** PROVIDED DATA follows **

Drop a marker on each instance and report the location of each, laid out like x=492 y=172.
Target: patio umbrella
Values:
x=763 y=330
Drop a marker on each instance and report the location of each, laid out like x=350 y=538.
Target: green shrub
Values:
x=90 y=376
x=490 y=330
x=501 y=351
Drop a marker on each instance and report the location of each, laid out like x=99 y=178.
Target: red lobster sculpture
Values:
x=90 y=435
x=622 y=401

** End of PROVIDED DATA **
** PROVIDED DATA follows **

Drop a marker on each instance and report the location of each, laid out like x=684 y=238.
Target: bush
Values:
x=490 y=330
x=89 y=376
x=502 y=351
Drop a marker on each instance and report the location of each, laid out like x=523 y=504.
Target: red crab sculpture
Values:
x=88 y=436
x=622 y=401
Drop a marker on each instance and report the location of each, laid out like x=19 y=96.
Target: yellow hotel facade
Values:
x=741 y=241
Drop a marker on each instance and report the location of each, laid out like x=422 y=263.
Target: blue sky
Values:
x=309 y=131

** End of PROVIDED DATA **
** PROVIDED DATA follows **

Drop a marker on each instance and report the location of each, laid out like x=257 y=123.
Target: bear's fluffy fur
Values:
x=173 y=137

** End of PROVIDED DATA **

Check each line of the listing above for the string "sculpture", then report only how many lines have it.

* RESPONSE TO THE TASK: 2